■ Source document:
::::::::::

Well I think there were some similarities that were intriguing. Like Saturday Night Live, ESPN is a multi-decade success story, it has compelling personalities, it has great behind-the-scenes activity, we get to tell the story of how it became famous and why it has survived the way it has. So I think a lot of the great stuff that exists within Saturday Night Live exists within ESPN as well.

--Why do you feel in the end ESPN decided to cooperate?

Well it took them a year, and I think that during that year we spent a lot of time interviewing people while they were not cooperating, people outside the company, and I think that was something they could not ignore. And the second part was that they became convinced that the book was going to go forward with or without their cooperation.

--Was there anyone who declined to be interviewed for the book?

Yes, Tom Rinaldi. I called him after he interviewed Tiger Woods and he refused to talk to me. Which I think is a little strange given the fact that this guy makes his living to sit down with him and answer questions, and he didn't want to answer questions.

--You say in the book that there were approximately 50 cases of sexual misconduct filed as ESPN in the early 90s, with much of it, such as Mike Tirico's behavior, swept under the carpet. These days, the conduct of ESPN employees, such as Harold Reynolds, Sean Salisbury, Steve Phillips and more recently Howard Bryant and Matthew Barnaby, is made much more public and often reprimanded. What was the catalyst in this changing attitude?

::::::::::

■ Data excerpt:
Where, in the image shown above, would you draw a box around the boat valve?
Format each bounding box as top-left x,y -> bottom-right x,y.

::::::::::

■ Complete the following:
• 1. Answer these from the ESPN interview:
(a) How long did it take ESPN to decide to cooperate with the book?
(b) Who declined to be interviewed for the book?
(c) About how many cases of sexual misconduct does the book say were filed at ESPN in the early 90s?
• 2. In the ESPN interview, the final question names ESPN employees whose conduct these days is made much more public. List all of them.

■ Final results:
• 1.
(a) A year.
(b) Tom Rinaldi.
(c) Approximately 50.

• 2. Harold Reynolds, Sean Salisbury, Steve Phillips, Howard Bryant, Matthew Barnaby